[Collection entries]

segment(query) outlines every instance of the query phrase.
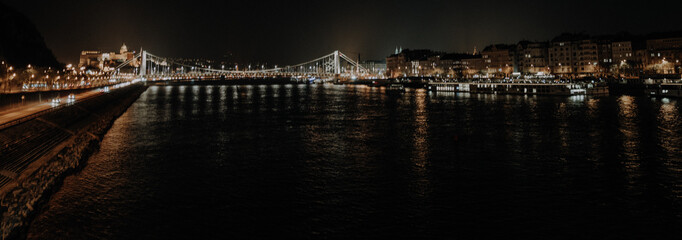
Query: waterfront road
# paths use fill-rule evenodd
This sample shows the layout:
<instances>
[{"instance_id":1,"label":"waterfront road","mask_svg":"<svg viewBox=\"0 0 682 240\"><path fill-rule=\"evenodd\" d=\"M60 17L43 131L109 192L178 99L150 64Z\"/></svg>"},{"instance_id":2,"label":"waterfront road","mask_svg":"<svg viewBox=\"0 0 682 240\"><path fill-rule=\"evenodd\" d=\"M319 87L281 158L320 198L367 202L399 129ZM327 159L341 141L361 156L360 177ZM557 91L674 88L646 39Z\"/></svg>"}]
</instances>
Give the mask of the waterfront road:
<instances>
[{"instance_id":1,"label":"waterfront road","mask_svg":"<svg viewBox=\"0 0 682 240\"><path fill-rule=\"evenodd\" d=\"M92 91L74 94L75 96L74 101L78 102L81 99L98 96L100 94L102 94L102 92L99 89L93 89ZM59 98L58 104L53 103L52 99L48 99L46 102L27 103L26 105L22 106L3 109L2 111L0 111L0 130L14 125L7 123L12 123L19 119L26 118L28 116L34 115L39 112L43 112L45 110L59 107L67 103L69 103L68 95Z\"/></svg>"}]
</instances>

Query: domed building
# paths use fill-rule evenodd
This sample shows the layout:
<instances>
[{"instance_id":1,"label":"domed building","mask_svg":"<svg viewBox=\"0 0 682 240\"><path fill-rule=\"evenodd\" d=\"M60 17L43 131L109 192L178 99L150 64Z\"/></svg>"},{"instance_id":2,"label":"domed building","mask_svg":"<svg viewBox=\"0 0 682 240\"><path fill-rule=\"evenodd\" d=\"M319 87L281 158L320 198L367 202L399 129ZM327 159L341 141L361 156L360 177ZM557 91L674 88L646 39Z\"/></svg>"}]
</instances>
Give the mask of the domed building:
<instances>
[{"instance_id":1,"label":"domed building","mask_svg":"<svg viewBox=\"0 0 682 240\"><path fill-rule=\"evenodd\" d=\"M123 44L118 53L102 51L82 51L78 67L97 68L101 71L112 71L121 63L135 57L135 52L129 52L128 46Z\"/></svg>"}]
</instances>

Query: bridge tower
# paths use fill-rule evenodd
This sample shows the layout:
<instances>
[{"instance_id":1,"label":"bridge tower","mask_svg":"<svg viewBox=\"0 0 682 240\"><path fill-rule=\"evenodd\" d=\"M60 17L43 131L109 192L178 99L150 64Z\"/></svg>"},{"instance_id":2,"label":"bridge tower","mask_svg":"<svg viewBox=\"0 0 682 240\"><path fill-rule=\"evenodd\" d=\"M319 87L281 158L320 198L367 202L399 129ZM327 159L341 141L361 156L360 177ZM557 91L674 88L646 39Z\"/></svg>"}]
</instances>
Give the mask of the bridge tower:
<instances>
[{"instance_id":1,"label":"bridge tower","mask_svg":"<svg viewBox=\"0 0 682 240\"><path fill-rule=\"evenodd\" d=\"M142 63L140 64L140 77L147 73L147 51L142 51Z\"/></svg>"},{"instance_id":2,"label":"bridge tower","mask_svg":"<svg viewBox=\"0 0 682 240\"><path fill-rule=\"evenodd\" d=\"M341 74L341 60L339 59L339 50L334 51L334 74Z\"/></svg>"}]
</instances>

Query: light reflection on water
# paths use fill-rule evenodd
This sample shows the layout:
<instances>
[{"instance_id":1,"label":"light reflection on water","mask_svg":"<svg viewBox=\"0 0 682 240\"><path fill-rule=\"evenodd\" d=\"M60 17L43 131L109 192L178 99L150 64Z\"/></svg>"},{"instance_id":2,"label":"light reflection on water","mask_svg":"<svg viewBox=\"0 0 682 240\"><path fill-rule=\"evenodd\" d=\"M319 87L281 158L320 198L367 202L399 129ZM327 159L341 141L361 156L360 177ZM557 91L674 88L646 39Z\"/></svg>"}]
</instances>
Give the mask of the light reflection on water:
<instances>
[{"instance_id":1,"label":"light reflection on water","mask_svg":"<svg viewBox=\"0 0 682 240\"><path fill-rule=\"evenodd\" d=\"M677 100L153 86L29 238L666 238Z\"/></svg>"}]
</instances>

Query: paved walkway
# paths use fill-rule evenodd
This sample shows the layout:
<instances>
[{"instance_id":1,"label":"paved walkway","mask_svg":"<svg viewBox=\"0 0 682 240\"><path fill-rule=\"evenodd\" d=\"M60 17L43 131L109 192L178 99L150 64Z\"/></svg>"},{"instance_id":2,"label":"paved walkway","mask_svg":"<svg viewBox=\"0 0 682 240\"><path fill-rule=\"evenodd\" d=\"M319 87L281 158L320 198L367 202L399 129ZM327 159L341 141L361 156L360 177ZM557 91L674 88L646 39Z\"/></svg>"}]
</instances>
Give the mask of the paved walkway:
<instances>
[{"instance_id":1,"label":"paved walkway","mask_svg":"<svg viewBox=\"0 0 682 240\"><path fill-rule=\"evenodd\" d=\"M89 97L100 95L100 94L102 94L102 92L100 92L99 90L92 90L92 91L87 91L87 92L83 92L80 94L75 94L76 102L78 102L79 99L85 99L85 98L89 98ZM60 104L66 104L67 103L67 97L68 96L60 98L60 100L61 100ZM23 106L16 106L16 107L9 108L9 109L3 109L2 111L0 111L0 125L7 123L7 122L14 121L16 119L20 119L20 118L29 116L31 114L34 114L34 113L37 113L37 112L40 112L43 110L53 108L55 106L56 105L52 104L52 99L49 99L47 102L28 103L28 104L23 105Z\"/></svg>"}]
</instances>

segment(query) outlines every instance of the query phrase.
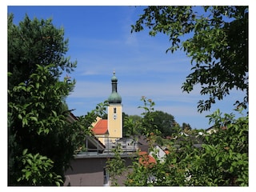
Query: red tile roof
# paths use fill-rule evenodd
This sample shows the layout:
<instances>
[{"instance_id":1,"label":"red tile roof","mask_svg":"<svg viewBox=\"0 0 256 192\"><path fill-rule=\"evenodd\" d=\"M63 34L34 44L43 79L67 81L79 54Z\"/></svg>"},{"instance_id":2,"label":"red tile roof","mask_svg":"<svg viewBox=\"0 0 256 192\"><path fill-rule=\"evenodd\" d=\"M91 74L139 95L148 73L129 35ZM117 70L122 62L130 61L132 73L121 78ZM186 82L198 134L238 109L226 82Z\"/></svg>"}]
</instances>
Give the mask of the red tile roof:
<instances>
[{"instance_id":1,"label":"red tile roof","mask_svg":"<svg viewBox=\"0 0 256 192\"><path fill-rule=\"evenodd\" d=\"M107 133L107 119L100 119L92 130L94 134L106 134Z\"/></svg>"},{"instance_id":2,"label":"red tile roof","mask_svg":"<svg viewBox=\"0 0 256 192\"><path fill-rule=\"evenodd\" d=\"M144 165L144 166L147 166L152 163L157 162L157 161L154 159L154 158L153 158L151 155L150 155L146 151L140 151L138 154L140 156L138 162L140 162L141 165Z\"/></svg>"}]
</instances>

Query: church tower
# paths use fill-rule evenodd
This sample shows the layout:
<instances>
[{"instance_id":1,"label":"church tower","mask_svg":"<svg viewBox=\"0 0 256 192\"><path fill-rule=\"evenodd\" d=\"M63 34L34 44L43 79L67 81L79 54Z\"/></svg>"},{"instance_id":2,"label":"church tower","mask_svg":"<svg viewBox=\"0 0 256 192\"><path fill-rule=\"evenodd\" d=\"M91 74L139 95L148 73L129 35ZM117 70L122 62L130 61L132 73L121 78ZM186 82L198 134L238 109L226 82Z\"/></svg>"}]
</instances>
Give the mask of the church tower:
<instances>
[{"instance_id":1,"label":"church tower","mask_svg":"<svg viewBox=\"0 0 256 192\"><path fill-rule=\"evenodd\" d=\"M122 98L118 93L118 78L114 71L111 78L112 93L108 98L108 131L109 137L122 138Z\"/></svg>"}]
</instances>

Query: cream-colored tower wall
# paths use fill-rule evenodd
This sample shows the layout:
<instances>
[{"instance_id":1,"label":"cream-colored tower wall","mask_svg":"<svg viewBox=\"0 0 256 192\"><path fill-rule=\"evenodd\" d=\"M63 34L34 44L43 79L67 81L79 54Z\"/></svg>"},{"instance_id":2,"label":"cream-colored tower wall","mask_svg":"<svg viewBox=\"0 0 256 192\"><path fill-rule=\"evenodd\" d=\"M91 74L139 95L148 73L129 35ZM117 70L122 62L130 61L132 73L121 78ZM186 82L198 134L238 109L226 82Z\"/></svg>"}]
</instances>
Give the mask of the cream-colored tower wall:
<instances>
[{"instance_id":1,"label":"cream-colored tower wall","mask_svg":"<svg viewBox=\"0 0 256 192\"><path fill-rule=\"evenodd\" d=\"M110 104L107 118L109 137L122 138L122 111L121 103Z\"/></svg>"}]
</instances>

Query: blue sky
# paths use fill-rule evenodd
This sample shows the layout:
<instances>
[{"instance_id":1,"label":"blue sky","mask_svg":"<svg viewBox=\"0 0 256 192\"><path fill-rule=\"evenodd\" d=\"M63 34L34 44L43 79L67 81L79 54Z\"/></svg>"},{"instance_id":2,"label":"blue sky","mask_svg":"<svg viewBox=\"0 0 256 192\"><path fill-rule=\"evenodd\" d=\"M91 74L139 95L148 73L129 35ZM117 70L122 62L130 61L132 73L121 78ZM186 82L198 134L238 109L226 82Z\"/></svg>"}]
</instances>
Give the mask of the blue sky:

Task goal
Copy the lines above without any change, from the line containing "Query: blue sky" through the end of the records.

Problem solution
Query: blue sky
# paths use fill-rule evenodd
This sample shows the layout:
<instances>
[{"instance_id":1,"label":"blue sky","mask_svg":"<svg viewBox=\"0 0 256 192\"><path fill-rule=\"evenodd\" d=\"M63 34L34 44L43 79L67 81L79 54Z\"/></svg>"},{"instance_id":2,"label":"blue sky","mask_svg":"<svg viewBox=\"0 0 256 192\"><path fill-rule=\"evenodd\" d=\"M91 74L139 95L148 73L129 35ZM117 70L122 62L130 61L132 73L121 78ZM186 82L198 134L238 109L226 82Z\"/></svg>"}]
</instances>
Give the mask of the blue sky:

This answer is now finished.